» **Task directions**
In the lines below, find the one that contains "Return one point per instance of the woman's face, each" and write it out exactly, along with every line that follows it.

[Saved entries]
- Opening Delimiter -
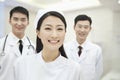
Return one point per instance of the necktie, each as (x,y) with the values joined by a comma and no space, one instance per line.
(80,50)
(20,46)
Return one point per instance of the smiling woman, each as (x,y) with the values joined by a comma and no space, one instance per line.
(51,59)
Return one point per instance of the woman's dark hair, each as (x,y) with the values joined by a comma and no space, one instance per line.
(82,17)
(39,45)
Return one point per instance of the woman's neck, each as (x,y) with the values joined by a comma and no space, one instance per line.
(49,56)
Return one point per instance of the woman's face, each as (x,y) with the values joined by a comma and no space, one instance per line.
(52,33)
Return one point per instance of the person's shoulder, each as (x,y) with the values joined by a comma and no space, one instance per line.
(93,44)
(25,59)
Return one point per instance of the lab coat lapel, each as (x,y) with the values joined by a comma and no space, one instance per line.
(85,50)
- Closing Delimiter -
» **Task solution**
Return one point per instance of the woman's face, each as (x,y) with the values joined by a comma and no space, one instance per line.
(52,33)
Return one point per instance of the person's shoulder, each as (x,y) with the values joined by a comma and no space, one instance per line.
(93,44)
(25,59)
Return one point per instance of the lab coat lapel, each as (x,y) with the values joined by a comma and no space, one instance per line.
(85,50)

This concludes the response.